[Opening EXERCISE DATA section]

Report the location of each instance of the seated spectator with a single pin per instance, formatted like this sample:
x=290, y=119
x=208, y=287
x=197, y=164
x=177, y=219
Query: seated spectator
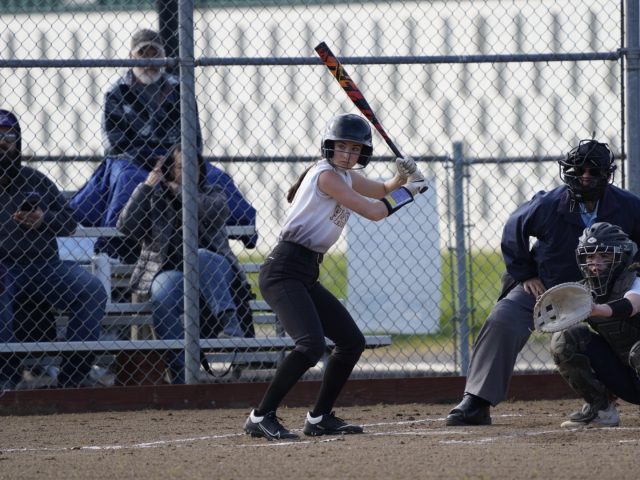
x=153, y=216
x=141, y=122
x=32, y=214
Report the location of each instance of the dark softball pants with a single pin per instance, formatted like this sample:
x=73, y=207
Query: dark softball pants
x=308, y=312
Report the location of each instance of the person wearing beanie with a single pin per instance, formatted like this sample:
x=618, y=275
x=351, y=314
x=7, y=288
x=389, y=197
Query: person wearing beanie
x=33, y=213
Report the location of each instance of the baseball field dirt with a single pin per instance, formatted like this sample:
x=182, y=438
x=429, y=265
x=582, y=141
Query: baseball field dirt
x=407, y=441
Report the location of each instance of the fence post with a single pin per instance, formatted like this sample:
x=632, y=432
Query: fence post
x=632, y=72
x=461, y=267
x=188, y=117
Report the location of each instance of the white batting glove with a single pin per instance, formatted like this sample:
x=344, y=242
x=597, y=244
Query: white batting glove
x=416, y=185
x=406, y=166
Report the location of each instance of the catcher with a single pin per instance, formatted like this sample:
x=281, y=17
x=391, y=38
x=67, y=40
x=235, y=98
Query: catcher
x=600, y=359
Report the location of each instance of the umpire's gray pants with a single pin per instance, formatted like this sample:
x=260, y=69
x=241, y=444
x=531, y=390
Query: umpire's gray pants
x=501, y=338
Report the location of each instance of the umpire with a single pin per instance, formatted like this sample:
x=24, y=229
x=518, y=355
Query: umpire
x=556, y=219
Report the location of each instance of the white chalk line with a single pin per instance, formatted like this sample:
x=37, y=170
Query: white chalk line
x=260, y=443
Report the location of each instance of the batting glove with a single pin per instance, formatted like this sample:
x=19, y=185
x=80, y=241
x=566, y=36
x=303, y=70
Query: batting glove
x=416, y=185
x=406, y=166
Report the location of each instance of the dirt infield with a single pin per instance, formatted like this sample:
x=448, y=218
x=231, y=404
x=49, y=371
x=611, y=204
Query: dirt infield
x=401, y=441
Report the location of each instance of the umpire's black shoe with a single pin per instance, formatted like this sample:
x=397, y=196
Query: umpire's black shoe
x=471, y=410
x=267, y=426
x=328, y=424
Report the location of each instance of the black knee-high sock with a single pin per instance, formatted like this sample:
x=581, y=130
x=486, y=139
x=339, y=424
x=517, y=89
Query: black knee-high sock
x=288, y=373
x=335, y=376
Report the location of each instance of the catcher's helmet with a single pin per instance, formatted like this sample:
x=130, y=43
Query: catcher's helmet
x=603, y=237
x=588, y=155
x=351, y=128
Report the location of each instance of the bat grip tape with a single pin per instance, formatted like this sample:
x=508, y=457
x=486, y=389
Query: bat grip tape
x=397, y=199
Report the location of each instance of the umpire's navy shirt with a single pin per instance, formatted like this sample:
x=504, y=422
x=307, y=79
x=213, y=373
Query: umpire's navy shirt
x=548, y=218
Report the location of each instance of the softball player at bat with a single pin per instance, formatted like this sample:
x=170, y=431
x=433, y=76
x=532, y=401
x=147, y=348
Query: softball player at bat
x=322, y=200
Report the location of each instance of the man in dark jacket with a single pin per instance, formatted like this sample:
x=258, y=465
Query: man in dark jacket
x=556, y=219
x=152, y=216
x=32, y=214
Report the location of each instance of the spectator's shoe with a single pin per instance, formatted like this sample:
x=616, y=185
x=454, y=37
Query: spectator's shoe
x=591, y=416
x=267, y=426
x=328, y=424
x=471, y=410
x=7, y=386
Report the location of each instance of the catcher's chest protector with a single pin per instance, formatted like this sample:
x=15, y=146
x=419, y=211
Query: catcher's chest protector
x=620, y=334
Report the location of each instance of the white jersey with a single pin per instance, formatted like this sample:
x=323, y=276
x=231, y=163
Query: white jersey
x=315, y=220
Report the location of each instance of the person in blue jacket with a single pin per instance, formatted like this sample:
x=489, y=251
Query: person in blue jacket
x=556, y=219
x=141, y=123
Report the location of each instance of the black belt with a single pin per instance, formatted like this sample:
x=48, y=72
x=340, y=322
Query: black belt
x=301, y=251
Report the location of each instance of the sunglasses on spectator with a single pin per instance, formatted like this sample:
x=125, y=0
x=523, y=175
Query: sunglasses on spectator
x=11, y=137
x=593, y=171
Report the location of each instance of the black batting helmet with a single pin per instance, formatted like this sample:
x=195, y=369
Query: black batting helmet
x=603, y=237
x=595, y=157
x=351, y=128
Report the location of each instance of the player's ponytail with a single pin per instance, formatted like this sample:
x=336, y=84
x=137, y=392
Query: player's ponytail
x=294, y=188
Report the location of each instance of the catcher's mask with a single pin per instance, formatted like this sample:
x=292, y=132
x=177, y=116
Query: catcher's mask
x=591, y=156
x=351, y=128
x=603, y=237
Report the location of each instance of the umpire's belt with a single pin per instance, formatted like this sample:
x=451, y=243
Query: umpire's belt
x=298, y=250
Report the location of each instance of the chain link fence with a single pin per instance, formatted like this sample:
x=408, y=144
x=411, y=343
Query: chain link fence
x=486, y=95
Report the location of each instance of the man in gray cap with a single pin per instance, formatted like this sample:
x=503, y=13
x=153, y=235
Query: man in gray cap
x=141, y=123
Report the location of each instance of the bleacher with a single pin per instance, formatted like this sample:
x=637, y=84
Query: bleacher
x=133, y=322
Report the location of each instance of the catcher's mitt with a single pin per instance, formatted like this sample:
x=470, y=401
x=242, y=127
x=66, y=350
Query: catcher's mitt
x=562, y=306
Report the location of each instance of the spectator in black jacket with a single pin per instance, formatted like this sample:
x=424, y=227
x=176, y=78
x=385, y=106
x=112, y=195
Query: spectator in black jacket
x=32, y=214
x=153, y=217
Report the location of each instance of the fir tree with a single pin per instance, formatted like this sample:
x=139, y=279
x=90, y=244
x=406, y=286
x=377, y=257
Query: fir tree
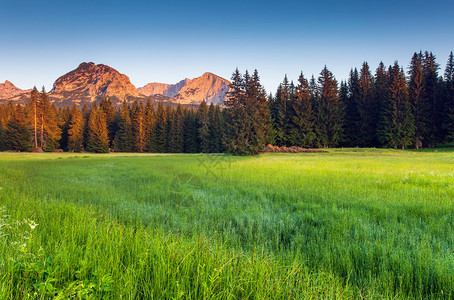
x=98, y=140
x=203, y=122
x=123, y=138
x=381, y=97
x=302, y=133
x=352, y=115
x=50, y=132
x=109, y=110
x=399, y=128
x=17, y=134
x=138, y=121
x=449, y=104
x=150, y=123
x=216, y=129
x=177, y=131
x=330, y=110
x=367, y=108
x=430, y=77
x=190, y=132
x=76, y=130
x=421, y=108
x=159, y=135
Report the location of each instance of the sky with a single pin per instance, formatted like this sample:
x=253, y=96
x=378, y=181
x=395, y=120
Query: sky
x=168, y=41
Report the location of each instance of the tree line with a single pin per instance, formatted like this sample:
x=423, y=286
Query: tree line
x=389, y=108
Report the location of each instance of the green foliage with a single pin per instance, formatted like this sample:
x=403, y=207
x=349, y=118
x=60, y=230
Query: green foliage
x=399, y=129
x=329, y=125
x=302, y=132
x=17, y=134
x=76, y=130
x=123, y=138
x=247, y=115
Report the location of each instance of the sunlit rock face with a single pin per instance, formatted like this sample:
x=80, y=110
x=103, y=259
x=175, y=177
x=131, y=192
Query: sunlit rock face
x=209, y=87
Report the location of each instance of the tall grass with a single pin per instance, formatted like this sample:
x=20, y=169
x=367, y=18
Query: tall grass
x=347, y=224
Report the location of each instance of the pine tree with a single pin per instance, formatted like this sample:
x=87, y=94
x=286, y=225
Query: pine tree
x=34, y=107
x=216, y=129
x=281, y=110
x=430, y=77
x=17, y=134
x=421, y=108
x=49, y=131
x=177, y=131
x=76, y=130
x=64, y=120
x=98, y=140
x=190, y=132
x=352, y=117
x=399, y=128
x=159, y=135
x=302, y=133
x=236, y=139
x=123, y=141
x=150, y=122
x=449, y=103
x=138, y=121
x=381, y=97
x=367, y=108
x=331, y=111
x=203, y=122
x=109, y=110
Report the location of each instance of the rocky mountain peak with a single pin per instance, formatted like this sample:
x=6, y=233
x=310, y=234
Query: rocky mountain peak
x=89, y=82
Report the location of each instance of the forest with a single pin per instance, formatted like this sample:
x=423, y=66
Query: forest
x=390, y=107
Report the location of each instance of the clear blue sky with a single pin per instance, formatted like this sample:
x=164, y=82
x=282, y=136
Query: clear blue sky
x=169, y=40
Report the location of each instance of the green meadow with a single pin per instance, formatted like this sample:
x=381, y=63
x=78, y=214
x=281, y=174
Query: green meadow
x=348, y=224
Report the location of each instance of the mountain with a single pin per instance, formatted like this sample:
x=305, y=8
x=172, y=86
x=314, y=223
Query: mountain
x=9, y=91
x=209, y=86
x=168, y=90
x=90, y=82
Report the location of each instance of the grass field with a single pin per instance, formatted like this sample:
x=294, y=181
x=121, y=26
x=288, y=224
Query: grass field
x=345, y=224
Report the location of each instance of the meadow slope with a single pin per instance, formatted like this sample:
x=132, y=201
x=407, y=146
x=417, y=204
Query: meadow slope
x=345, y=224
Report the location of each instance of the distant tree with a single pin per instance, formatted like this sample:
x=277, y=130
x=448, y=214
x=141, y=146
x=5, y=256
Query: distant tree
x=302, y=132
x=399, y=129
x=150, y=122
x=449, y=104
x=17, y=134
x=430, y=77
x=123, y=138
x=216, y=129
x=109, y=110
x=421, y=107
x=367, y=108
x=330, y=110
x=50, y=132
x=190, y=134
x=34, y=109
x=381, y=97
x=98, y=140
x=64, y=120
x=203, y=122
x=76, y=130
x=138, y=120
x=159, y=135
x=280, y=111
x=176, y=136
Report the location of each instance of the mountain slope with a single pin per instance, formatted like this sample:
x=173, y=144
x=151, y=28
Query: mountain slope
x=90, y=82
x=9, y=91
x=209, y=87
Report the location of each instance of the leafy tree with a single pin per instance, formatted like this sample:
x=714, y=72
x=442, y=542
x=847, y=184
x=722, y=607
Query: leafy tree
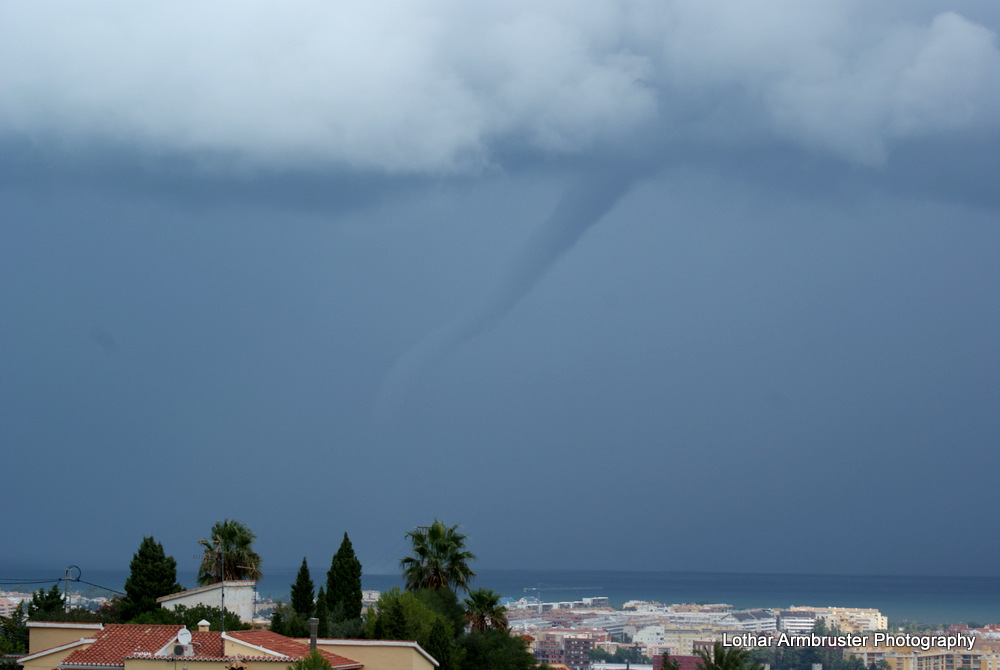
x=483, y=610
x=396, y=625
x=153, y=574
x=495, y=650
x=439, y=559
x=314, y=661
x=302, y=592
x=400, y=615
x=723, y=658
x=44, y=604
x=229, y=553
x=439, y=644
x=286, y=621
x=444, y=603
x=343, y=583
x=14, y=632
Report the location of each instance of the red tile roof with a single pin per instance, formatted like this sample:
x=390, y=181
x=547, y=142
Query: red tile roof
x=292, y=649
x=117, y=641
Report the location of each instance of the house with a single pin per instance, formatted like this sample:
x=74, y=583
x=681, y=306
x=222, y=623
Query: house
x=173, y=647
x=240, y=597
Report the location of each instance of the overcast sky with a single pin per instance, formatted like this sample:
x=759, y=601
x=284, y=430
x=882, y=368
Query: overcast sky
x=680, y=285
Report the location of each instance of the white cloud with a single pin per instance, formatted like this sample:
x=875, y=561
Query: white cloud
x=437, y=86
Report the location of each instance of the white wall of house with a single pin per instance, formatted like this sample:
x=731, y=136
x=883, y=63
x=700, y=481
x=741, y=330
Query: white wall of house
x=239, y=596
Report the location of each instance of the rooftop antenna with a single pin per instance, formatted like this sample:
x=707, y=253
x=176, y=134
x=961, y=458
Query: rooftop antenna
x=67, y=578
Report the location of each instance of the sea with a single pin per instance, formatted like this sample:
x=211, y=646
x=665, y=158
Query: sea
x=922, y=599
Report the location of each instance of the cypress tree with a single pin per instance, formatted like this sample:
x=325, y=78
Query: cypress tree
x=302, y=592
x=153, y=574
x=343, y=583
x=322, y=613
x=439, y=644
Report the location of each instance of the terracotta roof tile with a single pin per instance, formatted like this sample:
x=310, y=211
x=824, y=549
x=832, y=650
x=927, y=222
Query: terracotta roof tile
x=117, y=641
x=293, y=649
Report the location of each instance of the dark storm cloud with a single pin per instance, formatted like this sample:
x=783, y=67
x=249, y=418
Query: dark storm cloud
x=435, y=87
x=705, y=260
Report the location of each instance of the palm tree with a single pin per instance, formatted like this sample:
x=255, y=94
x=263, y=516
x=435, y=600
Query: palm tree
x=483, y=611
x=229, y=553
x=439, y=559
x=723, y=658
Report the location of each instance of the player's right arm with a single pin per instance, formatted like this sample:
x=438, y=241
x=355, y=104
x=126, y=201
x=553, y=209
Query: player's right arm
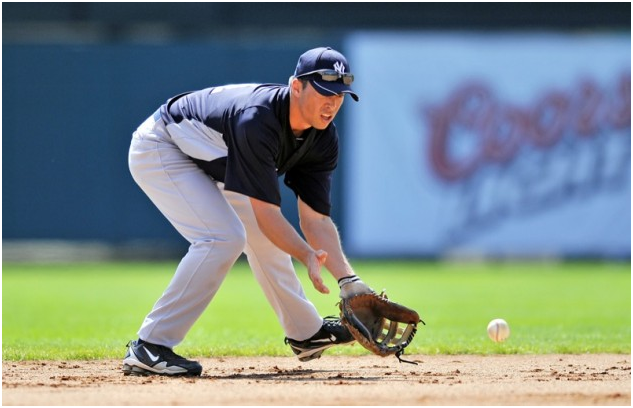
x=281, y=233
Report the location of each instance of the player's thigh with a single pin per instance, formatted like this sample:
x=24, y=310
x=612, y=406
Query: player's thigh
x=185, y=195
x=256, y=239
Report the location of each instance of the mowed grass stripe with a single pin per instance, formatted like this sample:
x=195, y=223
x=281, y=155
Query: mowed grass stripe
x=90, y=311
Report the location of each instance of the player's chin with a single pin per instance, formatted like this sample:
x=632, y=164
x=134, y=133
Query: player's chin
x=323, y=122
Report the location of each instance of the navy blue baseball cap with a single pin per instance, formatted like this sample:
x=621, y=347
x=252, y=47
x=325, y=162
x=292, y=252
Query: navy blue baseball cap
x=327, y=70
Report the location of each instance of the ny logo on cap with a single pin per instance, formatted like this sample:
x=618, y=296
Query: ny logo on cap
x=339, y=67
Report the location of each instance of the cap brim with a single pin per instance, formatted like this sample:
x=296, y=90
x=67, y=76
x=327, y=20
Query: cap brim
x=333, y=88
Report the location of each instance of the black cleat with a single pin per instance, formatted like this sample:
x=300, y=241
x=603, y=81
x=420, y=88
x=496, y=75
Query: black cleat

[Closing EXERCISE DATA section]

* YOUR OBJECTIVE
The response must hold only the lines above from the line with "x=616, y=185" through the line with "x=340, y=322", each copied exactly, both ends kept.

* WRITTEN SOLUTION
x=616, y=185
x=454, y=37
Query: spectator's shoe
x=591, y=416
x=267, y=426
x=328, y=424
x=471, y=410
x=7, y=386
Report the location of each instance of the catcher's chest protector with a single pin per instance, formatted like this sample:
x=15, y=146
x=419, y=211
Query: catcher's chest protector
x=620, y=334
Report the location of each instance of the white jersey with a single pin per instance, formatted like this sample:
x=323, y=276
x=231, y=163
Query: white jersey
x=315, y=220
Report the location of each instance of the person in blue jacket with a single pin per instance, formatted like this sample:
x=489, y=251
Query: person in blue jacket
x=556, y=219
x=141, y=123
Report the location of each instance of the black belt with a single pin per instance, formatted like this sample:
x=48, y=72
x=340, y=322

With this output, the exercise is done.